==== PASSAGE

The Court, however, went on to say:
But, the "fundamental maxim" remains that on a motion for summary judgment the court cannot try issues of fact; it can only determine whether there are issues to be tried. American Manuf. Mutual Ins. Co. v. American Broadcasting-Paramount Theatres, Inc., 388 F.2d 272, 279 (2d Cir. 1967); Cali v. Eastern Airlines, Inc., 442 F.2d 65, 71 (2d Cir. 1971). Moreover, when the court considers a motion for summary judgment, it must resolve all ambiguities and draw all reasonable inferences in favor of the party against whom summary judgment is sought, United States v. Diebold, 369 U.S. 654, 655, 82 S.Ct. 993, 8 L.Ed.2d 176 (1962), with the burden on the moving party to demonstrate the absence of any material factual issue genuinely in dispute . . . 524 F.2d at 1320.
These principles have been reaffirmed in other subsequent recent Second Circuit cases dealing with this issue. Jaroslawicz v. Seedman, supra at 731; Zolar Publishing Co., Inc. v. Doubleday Company, Inc., supra at 666; Chanofsky v. Chase Manhattan Corp., supra at 472-73; United States v. Bosurgi, supra at 1110; United States v. Matheson, supra at 815; Williams v. McAllister Brothers, Inc., supra at 20. At least two of these cases, however, have upheld a grant of summary judgment where it was clear that there was no genuine factual dispute relevant to the issue for decision. In United States v. Matheson, for example, where the issue was the citizenship for tax purposes of a wealthy decedent, the Court found that summary judgment was proper despite the contention that there was a factual question as to whether the decedent had renounced her American citizenship. The Court reviewed with approval the holding in Heyman and then stated:
Only if no material factual issues exist may summary judgment be granted. However, it is equally true that summary judgment should not be denied where the only issues raised are frivolous and immaterial ones which would simply serve to provide an exercise in futility or a purposeless trial for the district court, particularly where no jury has been demanded. See Beal v. Lindsay, 468 F.2d 287, 292 (2d Cir. 1972); Houghton Mifflin Co. v. Stackpole Sons, Inc., 113 F.2d 627, 628 (2d Cir.) cert. denied 308 U.S. 597, 60 S.Ct. 131, 84 L.Ed. 499 (1940).
This principle was also applied in a seaman's personal injury action in Williams v. McAllister Brothers, Inc., supra at 20.

========
==== PROVIDED INFORMATION

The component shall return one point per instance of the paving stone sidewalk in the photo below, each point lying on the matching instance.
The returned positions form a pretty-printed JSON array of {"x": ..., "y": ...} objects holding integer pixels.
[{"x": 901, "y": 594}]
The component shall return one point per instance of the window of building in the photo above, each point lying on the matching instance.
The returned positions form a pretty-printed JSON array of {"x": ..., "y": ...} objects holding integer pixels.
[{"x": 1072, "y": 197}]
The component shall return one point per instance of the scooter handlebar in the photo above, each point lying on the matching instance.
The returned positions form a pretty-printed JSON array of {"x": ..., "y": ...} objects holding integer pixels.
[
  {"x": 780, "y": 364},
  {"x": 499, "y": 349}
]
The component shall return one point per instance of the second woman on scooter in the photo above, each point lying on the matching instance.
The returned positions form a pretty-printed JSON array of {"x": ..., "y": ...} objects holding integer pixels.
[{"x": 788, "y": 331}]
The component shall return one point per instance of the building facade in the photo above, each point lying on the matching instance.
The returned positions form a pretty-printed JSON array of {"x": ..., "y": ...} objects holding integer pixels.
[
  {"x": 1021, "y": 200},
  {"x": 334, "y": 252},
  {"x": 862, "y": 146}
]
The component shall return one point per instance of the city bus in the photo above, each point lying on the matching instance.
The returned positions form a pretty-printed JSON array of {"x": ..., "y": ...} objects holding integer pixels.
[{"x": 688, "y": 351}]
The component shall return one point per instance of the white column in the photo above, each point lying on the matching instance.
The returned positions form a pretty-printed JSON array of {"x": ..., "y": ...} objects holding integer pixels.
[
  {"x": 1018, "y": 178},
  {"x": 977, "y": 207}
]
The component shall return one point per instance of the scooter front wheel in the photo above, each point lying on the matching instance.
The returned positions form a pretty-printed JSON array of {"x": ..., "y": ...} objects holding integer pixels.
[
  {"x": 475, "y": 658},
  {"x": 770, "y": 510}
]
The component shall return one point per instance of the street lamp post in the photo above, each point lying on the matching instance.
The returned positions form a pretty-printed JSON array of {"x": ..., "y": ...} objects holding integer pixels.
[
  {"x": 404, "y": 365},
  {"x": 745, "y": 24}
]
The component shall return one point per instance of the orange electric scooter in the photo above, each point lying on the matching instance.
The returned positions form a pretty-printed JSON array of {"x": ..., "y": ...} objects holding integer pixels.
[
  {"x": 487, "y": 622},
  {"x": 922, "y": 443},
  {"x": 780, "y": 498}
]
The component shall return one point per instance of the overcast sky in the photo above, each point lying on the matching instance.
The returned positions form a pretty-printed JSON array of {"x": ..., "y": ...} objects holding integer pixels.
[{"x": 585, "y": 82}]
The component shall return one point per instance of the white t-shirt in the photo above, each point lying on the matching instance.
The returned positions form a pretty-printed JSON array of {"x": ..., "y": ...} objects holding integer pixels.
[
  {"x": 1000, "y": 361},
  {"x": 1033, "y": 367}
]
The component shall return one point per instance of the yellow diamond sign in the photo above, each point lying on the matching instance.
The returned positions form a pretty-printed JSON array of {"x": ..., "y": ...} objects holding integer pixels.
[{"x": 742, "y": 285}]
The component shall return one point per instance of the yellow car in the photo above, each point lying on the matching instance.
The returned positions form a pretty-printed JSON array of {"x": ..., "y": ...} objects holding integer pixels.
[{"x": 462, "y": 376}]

========

→ REQUEST 1:
Quote the summary judgment passage from "The Court, however, went" up to and including "F.2d at 1320.".
→ REQUEST 2:
In the summary judgment passage, what was the issue in United States v. Matheson?
→ REQUEST 3:
List every case the summary judgment passage names as a later Second Circuit case that reaffirmed these principles.
Use only the passage on summary judgment.

→ ANSWER 1:
The Court, however, went on to say:
But, the "fundamental maxim" remains that on a motion for summary judgment the court cannot try issues of fact; it can only determine whether there are issues to be tried. American Manuf. Mutual Ins. Co. v. American Broadcasting-Paramount Theatres, Inc., 388 F.2d 272, 279 (2d Cir. 1967); Cali v. Eastern Airlines, Inc., 442 F.2d 65, 71 (2d Cir. 1971). Moreover, when the court considers a motion for summary judgment, it must resolve all ambiguities and draw all reasonable inferences in favor of the party against whom summary judgment is sought, United States v. Diebold, 369 U.S. 654, 655, 82 S.Ct. 993, 8 L.Ed.2d 176 (1962), with the burden on the moving party to demonstrate the absence of any material factual issue genuinely in dispute . . . 524 F.2d at 1320.

→ ANSWER 2:
The citizenship for tax purposes of a wealthy decedent.

→ ANSWER 3:
Jaroslawicz v. Seedman
Zolar Publishing Co., Inc. v. Doubleday Company, Inc.
Chanofsky v. Chase Manhattan Corp.
United States v. Bosurgi
United States v. Matheson
Williams v. McAllister Brothers, Inc.